[Start of section]

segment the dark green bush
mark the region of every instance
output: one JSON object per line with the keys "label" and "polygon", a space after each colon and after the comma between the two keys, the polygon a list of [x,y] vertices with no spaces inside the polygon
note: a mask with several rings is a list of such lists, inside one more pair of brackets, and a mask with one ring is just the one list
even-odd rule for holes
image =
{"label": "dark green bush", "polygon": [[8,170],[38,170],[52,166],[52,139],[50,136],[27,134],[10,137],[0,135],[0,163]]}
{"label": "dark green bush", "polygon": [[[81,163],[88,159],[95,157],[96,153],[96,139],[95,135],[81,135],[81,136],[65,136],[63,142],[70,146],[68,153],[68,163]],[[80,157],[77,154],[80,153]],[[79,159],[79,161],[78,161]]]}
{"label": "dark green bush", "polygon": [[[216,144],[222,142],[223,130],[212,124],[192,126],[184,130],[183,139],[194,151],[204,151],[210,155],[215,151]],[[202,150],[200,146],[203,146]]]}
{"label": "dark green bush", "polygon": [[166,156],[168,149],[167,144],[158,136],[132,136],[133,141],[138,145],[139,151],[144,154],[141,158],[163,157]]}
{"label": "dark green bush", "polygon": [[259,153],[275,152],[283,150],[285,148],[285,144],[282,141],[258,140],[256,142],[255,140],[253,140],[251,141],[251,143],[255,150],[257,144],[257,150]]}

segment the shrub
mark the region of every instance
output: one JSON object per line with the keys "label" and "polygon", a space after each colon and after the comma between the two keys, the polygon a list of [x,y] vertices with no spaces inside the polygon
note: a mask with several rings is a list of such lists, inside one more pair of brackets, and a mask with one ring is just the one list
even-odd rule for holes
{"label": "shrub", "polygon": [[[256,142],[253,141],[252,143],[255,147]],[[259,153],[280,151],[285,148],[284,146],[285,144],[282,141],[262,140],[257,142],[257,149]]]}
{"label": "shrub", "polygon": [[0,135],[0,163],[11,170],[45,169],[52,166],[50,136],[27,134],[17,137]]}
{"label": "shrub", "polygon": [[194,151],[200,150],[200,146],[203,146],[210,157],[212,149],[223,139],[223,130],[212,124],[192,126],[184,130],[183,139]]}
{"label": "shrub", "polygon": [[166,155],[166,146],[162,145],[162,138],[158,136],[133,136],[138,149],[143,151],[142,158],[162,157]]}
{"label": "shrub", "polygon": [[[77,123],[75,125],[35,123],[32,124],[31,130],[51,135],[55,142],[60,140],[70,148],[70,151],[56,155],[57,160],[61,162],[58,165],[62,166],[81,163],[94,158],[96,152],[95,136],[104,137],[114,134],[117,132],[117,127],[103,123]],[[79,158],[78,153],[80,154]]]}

[End of section]

Task to carry out: Your answer should be the full listing, copied exactly.

Response area:
segment the dark green bush
mark the region of every instance
output: one JSON object per line with the keys "label" and "polygon", a space after each colon and after the comma between the two keys, the polygon a list of [x,y] vertices with no spaces inside the polygon
note: a mask with several rings is a list of such lists, inside one more pair of brackets, and a mask with one ring is just the one list
even-odd rule for holes
image =
{"label": "dark green bush", "polygon": [[8,170],[38,170],[52,166],[52,139],[50,136],[27,134],[10,137],[0,135],[0,163]]}
{"label": "dark green bush", "polygon": [[[81,163],[88,159],[95,157],[96,153],[96,139],[95,135],[81,135],[81,136],[65,136],[63,142],[70,146],[68,153],[68,163]],[[80,157],[77,154],[80,153]],[[79,159],[79,161],[78,161]]]}
{"label": "dark green bush", "polygon": [[[216,144],[222,142],[223,130],[212,124],[192,126],[184,130],[183,139],[194,151],[204,151],[210,155],[215,151]],[[202,150],[200,146],[203,146]]]}
{"label": "dark green bush", "polygon": [[166,156],[168,149],[167,144],[158,136],[132,136],[133,141],[138,145],[139,151],[144,154],[141,158],[163,157]]}
{"label": "dark green bush", "polygon": [[259,153],[275,152],[283,150],[285,148],[285,144],[282,141],[258,140],[256,142],[255,140],[253,140],[251,141],[251,143],[255,150],[257,144],[257,150]]}

segment the shrub
mark the region of every instance
output: one JSON object per line with the keys "label" and "polygon", a space after each colon and after the comma between the two keys, the polygon a list of [x,y] vertices with no spaces inside the polygon
note: a mask with several rings is a list of such lists, inside one more pair of brackets, and a mask with one ring is just the one list
even-odd rule for holes
{"label": "shrub", "polygon": [[[256,142],[253,141],[252,143],[255,147]],[[259,153],[280,151],[285,148],[284,146],[285,144],[282,141],[262,140],[257,142],[257,149]]]}
{"label": "shrub", "polygon": [[0,135],[0,163],[11,170],[45,169],[52,166],[50,136],[27,134],[17,137]]}
{"label": "shrub", "polygon": [[194,151],[200,150],[200,146],[203,146],[210,157],[212,149],[223,139],[223,130],[212,124],[192,126],[184,130],[183,139]]}
{"label": "shrub", "polygon": [[166,155],[166,146],[162,145],[162,138],[158,136],[133,136],[138,149],[143,151],[142,158],[162,157]]}
{"label": "shrub", "polygon": [[[77,123],[75,125],[35,123],[32,124],[31,130],[51,135],[55,142],[60,140],[70,148],[70,151],[56,155],[57,160],[61,162],[58,165],[62,166],[81,163],[94,158],[96,152],[95,136],[104,137],[114,134],[117,132],[117,127],[103,123]],[[79,158],[78,153],[80,154]]]}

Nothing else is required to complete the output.